* START *

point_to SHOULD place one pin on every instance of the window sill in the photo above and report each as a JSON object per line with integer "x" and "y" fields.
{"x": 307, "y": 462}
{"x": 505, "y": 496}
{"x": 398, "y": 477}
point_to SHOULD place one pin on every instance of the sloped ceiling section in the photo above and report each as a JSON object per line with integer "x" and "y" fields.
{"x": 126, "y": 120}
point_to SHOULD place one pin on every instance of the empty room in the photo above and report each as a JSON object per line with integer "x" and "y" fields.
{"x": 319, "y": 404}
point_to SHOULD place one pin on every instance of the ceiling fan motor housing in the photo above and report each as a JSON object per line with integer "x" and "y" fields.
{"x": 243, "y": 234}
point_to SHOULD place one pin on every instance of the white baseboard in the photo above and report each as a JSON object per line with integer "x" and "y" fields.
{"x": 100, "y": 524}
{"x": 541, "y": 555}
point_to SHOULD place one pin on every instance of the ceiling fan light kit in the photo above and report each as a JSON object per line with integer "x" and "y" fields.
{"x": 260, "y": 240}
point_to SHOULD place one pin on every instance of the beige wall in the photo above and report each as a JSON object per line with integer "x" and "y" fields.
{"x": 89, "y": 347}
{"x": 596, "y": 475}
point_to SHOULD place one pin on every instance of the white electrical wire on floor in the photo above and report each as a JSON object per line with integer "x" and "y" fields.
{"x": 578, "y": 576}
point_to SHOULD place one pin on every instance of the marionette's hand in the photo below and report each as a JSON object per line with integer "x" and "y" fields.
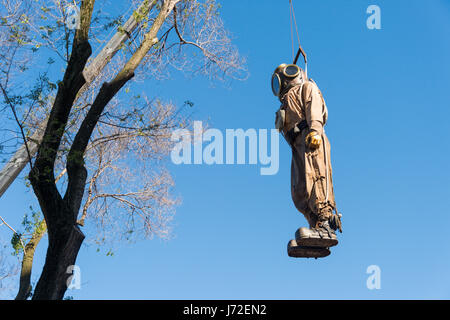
{"x": 313, "y": 140}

* END *

■ The problem:
Output all of the entries verbatim, leaving out any images.

■ Correct result:
point_to SHOULD place one pin on every instance of the window sill in the photo above and report each as a JSON object per line with integer "x" and "y" fields.
{"x": 307, "y": 462}
{"x": 505, "y": 496}
{"x": 398, "y": 477}
point_to SHOULD place one pin on every instance of the sloped ceiling section in the photo above and report each as a JSON object per line with integer "x" and "y" fields.
{"x": 126, "y": 120}
point_to SHOULD place one pin on every instance of the empty room in the photo above and report each as a JSON object per line with integer "x" and "y" fields.
{"x": 319, "y": 404}
point_to SHOULD place one pin on every instance of the ceiling fan motor housing in the photo above and report each as a JSON object per line with integer "x" and "y" fields.
{"x": 243, "y": 234}
point_to SHOULD place one pin on every instance of the white baseboard in the photo above and report each as a JSON object per line with integer "x" and "y" fields.
{"x": 100, "y": 524}
{"x": 541, "y": 555}
point_to SHOULD place one pin on every instance of the ceiling fan light kit in the photo above and report each as a JSON object per line with integer "x" and "y" fields.
{"x": 260, "y": 240}
point_to SHOULD place one pin on every instance of the beige wall in the photo above and report each as a JSON object per line with integer "x" and "y" fields.
{"x": 89, "y": 347}
{"x": 596, "y": 475}
point_to SHOULD place one pin on every instance of the white electrical wire on floor in the photo above and report each as a JSON object per line with integer "x" and "y" fields.
{"x": 578, "y": 576}
point_to SHOULD place one pin on every instance of the marionette's hand in the photo below and report each as a JSON object per line with integer "x" and "y" fields.
{"x": 313, "y": 140}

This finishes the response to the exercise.